■ **Request 1**
In the biographical passage below, transcribe the portion that begins at the words "stitution thus received" and stops after the words "his juvenile compositions.".
■ **Request 2**
Answer these questions from the biographical passage below, using one line for each answer and marking each answer with the same letter as its question.
(a) Who kept the academy in London to which he was sent?
(b) In what year did he leave that academy?
(c) Which of his fellow-students was the author of the Siege of Damascus?

Here he made good progress in Latin and Greek, and commenced the study of Hebrew. His promising talents and his amiable disposition induced some generous persons in that vicinity to propose that he should be entered at one of the English Universities, where they would support him ; but having been bred up a dissenter, he determined to remain one; a determination to which, what he had heard his mother relate of her sorrows during his own infancy, must no doubt greatly have contributed. In his sixteenth. year, therefore, he was sent to an academy in London, kept by Mr. Thomas Rowe, at that time minister of the Independent meeting at Haberdashers' Hall; and three years afterwards he joined in communion with that congregation. Among his fellow-students at this academy were Hort, afterwards Archbishop of Tuam; Say, whose poems and essays were published after his death; and Hughes, the author of the Siege of Damascus. Mr. Rowe said of him, that he never had occasion to reprove him, and that he often held him up as a pattern to his other pupils.

He used to mark all the books he read, to abridge some of them, and annotate others, which were interleaved for that purpose. But he pursued his studies during three years with intemperate ardour, allowing himself no time for needful exercise, and contracting his needful sleep; and his con

stitution thus received irreparable injury. In 1694 he left the academy, and for the two following years prosecuted his studies at his father's house, during which time the greater part of his hymns were composed, and probably most of his juvenile compositions.

■ **Extracted records**
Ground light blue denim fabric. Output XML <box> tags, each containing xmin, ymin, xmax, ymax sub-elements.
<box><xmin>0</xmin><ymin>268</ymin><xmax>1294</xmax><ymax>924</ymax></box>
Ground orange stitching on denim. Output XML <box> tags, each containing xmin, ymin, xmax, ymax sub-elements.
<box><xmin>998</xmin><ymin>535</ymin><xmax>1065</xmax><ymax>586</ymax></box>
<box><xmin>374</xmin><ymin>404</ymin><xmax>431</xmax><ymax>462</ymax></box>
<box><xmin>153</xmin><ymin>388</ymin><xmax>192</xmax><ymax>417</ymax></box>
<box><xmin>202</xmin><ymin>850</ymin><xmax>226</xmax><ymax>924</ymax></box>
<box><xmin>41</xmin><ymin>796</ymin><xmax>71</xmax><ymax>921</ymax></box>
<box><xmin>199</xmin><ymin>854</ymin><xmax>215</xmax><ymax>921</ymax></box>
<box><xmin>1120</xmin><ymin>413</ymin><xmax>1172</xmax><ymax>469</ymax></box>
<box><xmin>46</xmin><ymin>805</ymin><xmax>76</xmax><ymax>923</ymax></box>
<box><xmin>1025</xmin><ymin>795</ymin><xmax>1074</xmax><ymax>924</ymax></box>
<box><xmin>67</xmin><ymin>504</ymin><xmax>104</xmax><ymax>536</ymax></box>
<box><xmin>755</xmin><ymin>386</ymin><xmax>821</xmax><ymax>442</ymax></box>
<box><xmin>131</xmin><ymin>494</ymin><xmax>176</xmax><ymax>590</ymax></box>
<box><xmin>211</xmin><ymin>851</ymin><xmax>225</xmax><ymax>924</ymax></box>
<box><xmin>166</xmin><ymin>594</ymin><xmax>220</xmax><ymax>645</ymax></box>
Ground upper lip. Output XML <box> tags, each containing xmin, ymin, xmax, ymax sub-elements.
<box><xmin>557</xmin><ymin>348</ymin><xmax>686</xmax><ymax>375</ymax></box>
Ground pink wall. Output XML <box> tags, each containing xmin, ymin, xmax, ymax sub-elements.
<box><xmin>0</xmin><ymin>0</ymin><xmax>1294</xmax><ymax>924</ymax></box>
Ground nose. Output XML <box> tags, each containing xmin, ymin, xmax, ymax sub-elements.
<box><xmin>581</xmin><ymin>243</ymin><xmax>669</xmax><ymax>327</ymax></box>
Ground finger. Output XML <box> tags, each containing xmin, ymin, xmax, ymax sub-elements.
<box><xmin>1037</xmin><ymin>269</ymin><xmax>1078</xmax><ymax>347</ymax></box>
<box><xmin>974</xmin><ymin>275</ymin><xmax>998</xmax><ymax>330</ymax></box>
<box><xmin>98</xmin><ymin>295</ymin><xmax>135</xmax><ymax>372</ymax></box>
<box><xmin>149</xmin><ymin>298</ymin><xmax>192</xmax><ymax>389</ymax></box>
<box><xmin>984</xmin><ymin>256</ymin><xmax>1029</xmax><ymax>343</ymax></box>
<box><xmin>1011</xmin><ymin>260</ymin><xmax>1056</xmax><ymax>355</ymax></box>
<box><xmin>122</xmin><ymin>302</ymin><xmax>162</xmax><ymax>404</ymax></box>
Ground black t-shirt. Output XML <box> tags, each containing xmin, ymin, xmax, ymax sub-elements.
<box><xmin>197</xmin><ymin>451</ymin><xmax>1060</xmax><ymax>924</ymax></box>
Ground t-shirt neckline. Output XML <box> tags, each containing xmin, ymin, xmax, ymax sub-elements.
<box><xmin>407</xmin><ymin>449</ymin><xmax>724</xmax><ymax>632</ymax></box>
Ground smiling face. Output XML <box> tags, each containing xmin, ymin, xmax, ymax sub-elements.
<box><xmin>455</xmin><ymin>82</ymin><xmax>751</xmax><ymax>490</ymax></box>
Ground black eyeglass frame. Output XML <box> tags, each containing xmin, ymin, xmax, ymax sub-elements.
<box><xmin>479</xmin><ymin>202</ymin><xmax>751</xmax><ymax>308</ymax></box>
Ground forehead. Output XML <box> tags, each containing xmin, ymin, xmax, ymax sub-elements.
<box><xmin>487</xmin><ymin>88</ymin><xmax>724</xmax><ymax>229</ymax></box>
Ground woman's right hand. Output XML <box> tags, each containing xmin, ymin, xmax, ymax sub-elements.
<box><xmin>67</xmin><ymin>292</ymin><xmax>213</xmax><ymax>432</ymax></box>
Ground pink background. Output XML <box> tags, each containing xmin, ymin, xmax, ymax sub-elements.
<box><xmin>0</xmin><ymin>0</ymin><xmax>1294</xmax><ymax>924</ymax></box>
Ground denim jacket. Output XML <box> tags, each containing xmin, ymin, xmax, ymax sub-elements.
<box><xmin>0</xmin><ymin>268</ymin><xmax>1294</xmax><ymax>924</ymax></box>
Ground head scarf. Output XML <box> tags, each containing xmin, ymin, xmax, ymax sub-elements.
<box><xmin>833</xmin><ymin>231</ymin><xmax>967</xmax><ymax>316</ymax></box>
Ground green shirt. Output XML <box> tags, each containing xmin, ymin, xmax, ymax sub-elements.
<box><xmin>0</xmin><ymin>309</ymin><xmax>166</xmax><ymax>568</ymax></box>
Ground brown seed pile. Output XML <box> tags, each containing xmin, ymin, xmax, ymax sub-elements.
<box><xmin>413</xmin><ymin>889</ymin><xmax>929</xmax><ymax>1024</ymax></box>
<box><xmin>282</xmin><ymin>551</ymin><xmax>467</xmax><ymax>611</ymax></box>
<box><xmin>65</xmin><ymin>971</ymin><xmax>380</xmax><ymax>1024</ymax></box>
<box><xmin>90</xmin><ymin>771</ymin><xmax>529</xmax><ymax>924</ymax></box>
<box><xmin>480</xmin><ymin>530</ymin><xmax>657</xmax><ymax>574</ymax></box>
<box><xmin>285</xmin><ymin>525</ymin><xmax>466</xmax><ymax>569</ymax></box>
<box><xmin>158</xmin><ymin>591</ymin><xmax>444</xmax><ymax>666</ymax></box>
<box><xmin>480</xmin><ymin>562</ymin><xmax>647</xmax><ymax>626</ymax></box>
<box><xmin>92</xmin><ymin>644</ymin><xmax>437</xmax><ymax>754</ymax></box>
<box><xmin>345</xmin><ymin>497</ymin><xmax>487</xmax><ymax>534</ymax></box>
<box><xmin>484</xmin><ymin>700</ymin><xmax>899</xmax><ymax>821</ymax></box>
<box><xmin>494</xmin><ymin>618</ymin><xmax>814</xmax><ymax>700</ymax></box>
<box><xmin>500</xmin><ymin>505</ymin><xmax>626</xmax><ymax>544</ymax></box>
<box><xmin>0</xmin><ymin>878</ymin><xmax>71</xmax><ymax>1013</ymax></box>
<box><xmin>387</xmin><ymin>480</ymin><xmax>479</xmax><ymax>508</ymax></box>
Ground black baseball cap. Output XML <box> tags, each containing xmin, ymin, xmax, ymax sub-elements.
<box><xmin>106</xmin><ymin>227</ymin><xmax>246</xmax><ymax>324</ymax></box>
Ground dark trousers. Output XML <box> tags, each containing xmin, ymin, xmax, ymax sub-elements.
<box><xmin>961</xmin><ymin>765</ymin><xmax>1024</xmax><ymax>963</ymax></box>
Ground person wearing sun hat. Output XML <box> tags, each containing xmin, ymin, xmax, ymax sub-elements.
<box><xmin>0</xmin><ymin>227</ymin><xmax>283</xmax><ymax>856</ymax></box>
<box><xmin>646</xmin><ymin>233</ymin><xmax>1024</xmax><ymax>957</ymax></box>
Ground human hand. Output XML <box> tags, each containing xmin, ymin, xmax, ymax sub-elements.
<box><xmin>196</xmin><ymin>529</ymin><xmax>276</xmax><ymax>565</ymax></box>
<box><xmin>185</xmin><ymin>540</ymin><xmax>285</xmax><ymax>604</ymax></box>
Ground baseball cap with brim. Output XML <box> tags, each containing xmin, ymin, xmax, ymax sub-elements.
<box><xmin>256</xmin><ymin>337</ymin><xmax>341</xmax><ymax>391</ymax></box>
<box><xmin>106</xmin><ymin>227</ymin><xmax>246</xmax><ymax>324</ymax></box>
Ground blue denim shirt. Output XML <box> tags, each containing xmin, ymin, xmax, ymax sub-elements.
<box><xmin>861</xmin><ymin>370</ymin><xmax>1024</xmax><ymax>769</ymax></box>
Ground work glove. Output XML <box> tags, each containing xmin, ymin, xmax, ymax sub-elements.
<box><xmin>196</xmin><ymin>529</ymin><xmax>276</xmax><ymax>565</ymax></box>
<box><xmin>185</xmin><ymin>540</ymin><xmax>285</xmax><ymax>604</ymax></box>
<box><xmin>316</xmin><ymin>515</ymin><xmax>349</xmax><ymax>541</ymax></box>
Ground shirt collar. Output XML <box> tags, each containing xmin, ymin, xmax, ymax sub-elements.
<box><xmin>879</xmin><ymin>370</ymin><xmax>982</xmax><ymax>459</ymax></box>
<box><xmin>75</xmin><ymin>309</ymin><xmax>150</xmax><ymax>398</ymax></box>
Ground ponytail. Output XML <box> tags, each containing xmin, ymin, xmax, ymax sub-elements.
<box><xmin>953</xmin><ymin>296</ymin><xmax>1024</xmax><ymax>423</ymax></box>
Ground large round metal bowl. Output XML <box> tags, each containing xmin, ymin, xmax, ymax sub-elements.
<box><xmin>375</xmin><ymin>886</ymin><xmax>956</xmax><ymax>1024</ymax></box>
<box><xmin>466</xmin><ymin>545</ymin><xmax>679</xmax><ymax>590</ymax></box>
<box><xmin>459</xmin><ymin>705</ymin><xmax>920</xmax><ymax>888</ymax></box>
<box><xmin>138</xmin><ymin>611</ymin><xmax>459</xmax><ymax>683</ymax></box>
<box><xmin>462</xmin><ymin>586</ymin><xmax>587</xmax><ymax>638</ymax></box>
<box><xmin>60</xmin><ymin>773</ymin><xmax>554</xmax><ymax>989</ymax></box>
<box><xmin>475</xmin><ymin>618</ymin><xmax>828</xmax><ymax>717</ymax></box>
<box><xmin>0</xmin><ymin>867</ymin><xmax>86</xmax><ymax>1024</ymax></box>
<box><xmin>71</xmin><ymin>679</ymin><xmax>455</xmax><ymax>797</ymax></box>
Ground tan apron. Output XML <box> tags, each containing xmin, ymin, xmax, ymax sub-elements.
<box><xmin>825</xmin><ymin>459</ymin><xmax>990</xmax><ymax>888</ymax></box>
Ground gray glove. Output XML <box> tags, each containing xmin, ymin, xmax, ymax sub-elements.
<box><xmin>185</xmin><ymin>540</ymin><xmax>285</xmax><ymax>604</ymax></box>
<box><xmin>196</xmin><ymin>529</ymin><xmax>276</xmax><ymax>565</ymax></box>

■ **Output 1**
stitution thus received irreparable injury. In 1694 he left the academy, and for the two following years prosecuted his studies at his father's house, during which time the greater part of his hymns were composed, and probably most of his juvenile compositions.

■ **Output 2**
(a) Mr. Thomas Rowe
(b) 1694
(c) Hughes